**SET PROBLEM A:** In the quotation that opens the introduction to the collection of Maori legal writings, list each thing that memory is called.
**SET PROBLEM B:** According to the introduction to the collection of Maori legal writings, in drafting which document does Moana Jackson discuss Maori involvement?
**SET PROBLEM C:** Write a continuation of the introduction to the collection of Maori legal writings, starting after its last sentence.

**SUPPLIED TEXT:**
Last Updated: 16 April 2015

INTRODUCTION

[M]emory is the site of our remembrance of the past; our compass as we navigate our way in the present; and the site of our dreams. Dreams help us project our imagination into the future.1

This simple yet profound statement by Ngugi wa Thiong'o provides an apt beginning for this collection of writings by Maori lawyers and legal academics. A shared view that remembering and understanding the past is crucial is clearly discernable throughout the contributions. With an appreciation of the past providing a solid foundation, the papers identify constructive strategies for the present and, despite the often difficult challenges they raise, display a quietly determined optimism for the future.

Moana Jackson's chapter looks at the tireless efforts of indigenous peoples to achieve recognition of their status and rights in the international arena. He discusses the involvement of Maori in the drafting of the United Nations Declaration on the Rights of Indigenous Peoples, noting that it has been an experience "in which the often frustrating task of dealing with one Crown in Aotearoa/New Zealand is exacerbated by having to deal with over one hundred of them in Geneva". Most significant, according to Jackson, is the colonising construct within which United Nations processes operate, a construct which historically defined indigenous peoples as less human than their colonisers. He traces the origins and development of this viewpoint and explains how it has continued to manifest itself in the behaviour of various state representatives (including those from New Zealand) as they have bickered over the wording and interpretation of the Declaration. Despite the obstacles that he describes, however, he points out that "our tipuna did not leave us a legacy oftimidity". He concludes that it is a matter of obligation, both to the generations who have gone before and to those who are yet to come, that the struggle to reclaim our full humanity be continued.

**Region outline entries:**
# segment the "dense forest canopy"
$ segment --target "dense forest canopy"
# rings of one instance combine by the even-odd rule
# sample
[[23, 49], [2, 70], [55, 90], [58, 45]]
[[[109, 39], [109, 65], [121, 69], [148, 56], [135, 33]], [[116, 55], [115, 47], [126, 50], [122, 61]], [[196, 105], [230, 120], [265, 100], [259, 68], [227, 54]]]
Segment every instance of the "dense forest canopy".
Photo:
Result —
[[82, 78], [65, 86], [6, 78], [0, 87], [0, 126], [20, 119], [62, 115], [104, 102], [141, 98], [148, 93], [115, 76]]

**EXERCISE RESPONSE A:**
- the site of our remembrance of the past
- our compass as we navigate our way in the present
- the site of our dreams

**EXERCISE RESPONSE B:** The United Nations Declaration on the Rights of Indigenous Peoples.

**EXERCISE RESPONSE C:**
1 Wa Thiong'o, Ngugi "Church should empower Africans", speech delivered at the
57th Assembly of the National Council of Churches, 24 August 2004.

Kerensa Johnston continues the international law focus by considering the potential for international human rights law to assist Maori women seeking protection against discrimination. Johnston argues that the Crown's actions and policies have undermined the role and status of Maori women, leading to their marginalisation from the political life of the state. She discusses the international law instruments that are available to indigenous women who seek to challenge discriminatory laws and practices, paying particular attention to the Women's Convention and the Optional Protocol to the Convention on the Elimination of Discrimination Against Women. Important questions are raised about the appropriateness of utilising international human rights law to deal with issues affecting indigenous women, given criticism that it fails to recognise the significance of community or the indigenous struggle for self-determination. Despite these shortcomings, Johnston concludes that Maori women should consider submitting an individual complaint to the Women's Committee based on a breach of article 7 of the Women's Convention, which concerns the state's failure to eliminate discrimination against women in political and public life. On the other hand, she suggests that international fora may not provide the most appropriate means of remedying arguably discriminatory cultural practices that might be sourced in tikanga Maori. She acknowledges the complexity of issues such as women's speaking rights on the marae, noting that they may reflect the complementarity of male and female roles rather than discrimination against women and also acknowledging that these roles as they are currently constructed may be more reflective of the influence of colonisation than they are of tikanga Maori. However, even on the assumption that such practices are both discriminatory and sourced in tikanga Maori, Johnston suggests that taking a case to the Women's Committee would, while perhaps serving the useful purpose of triggering serious re-examination amongst Maori of potentially discriminatory practices, ultimately be less productive than committing to a process whereby Maori principles and practices as they relate to Maori women might be rediscovered.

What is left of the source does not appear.